*WORK TO COMPLETE:* Exactly as they appear below, repeat the lines from the one with "belly in the image." through the one with "back in the image.", and no others.

*TASK INPUTS:*
# # # # #
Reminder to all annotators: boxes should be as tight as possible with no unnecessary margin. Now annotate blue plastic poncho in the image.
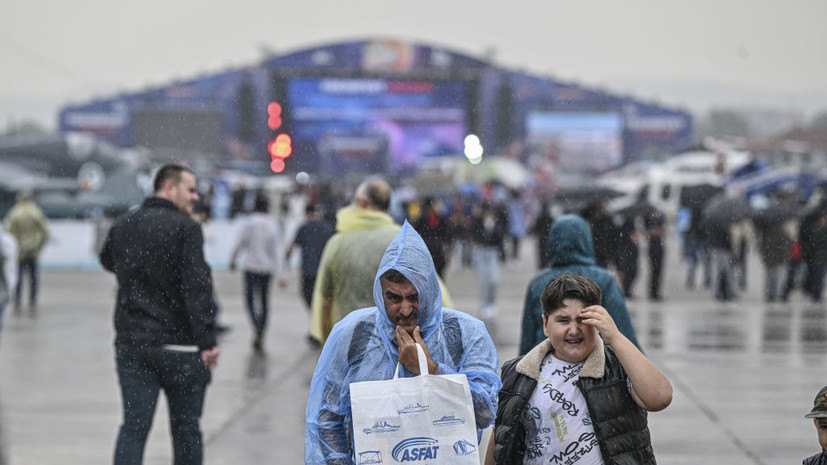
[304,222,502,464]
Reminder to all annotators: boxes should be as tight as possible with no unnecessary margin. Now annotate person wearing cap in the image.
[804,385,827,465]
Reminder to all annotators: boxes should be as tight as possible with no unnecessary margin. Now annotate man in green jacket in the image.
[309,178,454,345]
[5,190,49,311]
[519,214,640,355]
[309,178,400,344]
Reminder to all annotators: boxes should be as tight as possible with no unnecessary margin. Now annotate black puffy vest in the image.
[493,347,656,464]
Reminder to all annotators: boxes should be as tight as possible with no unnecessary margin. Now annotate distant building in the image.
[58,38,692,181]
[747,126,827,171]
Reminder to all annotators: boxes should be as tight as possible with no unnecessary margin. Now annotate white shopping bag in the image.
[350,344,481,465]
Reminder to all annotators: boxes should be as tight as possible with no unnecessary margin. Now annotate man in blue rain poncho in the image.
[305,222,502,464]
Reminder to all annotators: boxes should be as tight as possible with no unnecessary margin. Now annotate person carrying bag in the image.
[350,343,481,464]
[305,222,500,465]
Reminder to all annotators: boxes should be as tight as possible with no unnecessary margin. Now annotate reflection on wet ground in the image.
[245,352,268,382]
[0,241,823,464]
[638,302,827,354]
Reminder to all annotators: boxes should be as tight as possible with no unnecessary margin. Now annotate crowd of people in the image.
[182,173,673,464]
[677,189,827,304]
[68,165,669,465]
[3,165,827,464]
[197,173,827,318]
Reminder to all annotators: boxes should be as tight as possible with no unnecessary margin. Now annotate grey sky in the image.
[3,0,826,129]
# # # # #
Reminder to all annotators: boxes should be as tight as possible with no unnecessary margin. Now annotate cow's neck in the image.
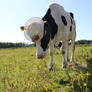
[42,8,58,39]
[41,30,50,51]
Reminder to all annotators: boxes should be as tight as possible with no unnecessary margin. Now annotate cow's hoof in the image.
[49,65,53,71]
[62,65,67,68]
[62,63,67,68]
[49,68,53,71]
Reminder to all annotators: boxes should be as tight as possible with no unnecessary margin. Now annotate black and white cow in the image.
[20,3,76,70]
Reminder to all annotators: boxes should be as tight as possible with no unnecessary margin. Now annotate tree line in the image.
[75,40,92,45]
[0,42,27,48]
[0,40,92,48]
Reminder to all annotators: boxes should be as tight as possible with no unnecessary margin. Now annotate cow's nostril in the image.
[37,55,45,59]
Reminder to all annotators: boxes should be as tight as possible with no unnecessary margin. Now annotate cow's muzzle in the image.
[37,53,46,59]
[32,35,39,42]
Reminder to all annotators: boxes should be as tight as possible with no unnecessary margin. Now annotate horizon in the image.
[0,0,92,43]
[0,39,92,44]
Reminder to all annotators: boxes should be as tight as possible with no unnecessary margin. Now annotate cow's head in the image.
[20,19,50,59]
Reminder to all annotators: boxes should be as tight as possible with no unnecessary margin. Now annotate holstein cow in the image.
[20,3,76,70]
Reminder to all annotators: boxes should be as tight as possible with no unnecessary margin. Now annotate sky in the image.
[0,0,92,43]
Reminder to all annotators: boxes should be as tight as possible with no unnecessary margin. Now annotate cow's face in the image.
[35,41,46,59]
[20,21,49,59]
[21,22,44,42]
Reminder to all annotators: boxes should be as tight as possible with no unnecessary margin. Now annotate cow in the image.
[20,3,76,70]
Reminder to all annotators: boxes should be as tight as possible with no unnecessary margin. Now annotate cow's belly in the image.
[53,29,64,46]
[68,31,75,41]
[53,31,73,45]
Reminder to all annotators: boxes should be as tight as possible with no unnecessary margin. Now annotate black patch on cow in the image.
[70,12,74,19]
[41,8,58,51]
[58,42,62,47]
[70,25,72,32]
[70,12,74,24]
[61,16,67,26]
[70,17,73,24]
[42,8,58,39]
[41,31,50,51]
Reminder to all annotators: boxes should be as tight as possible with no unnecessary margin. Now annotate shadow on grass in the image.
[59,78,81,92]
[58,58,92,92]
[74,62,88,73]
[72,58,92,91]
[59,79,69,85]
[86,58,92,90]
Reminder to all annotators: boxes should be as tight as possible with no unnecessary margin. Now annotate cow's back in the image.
# # # # #
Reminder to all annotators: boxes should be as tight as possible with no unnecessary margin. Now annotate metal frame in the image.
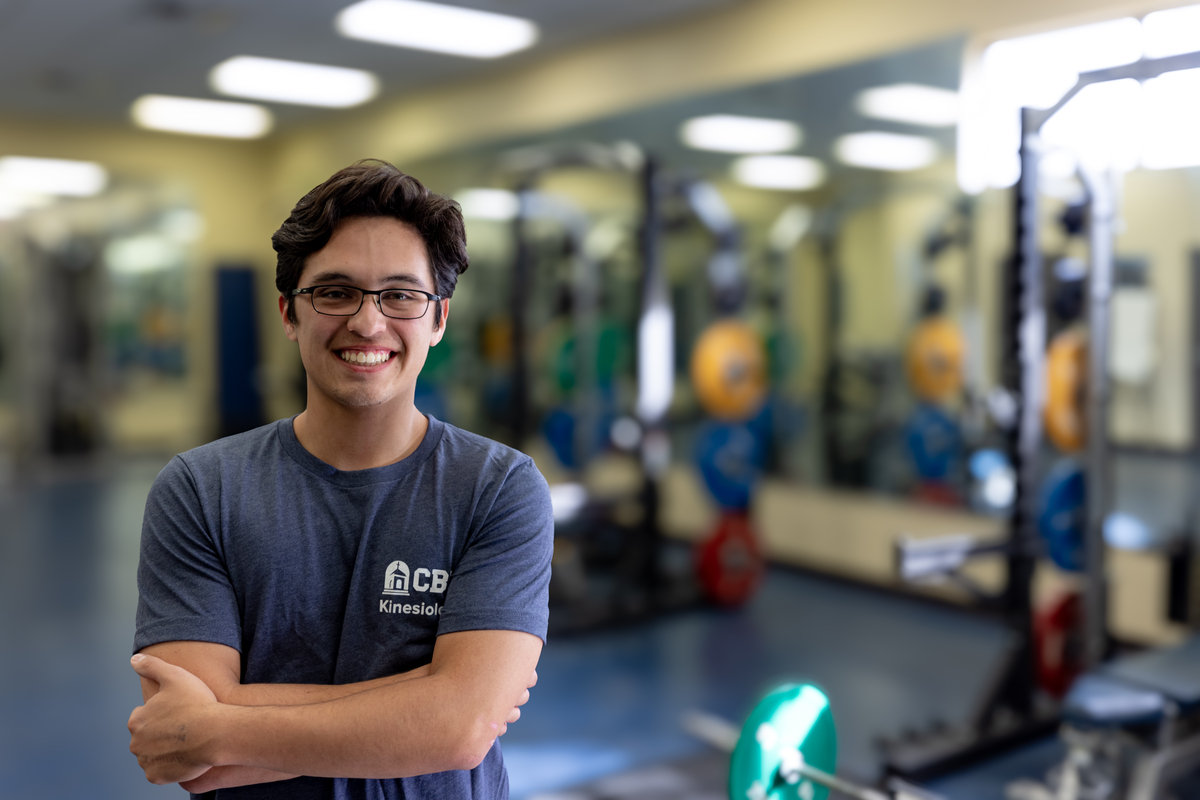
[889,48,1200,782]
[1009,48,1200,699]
# # # # #
*ANSWER TO THIS PROBLEM:*
Reminder to all annotators: boxes should be as tight as possible with no unnecessary margin. Now annotate cow's belly in the image.
[53,29,64,46]
[68,31,75,41]
[53,31,73,45]
Reminder to all annotators: boxes should be as tight as possible with no unnecessary margin. Now annotate black patch on cow in the image.
[70,12,74,19]
[41,8,58,51]
[58,42,62,47]
[70,25,72,32]
[70,12,74,24]
[61,16,67,26]
[70,17,73,24]
[42,8,58,39]
[41,31,50,51]
Reminder to all annotators: boxes should be as tight as possible with no unnecessary margin. Now annotate shadow on grass in the image.
[59,78,81,92]
[58,58,92,92]
[74,62,88,73]
[72,58,92,91]
[59,79,69,85]
[86,58,92,90]
Reminder to all annotators: boxes should be as tight as possible with no unnecessary margin. Now annotate cow's back in the image.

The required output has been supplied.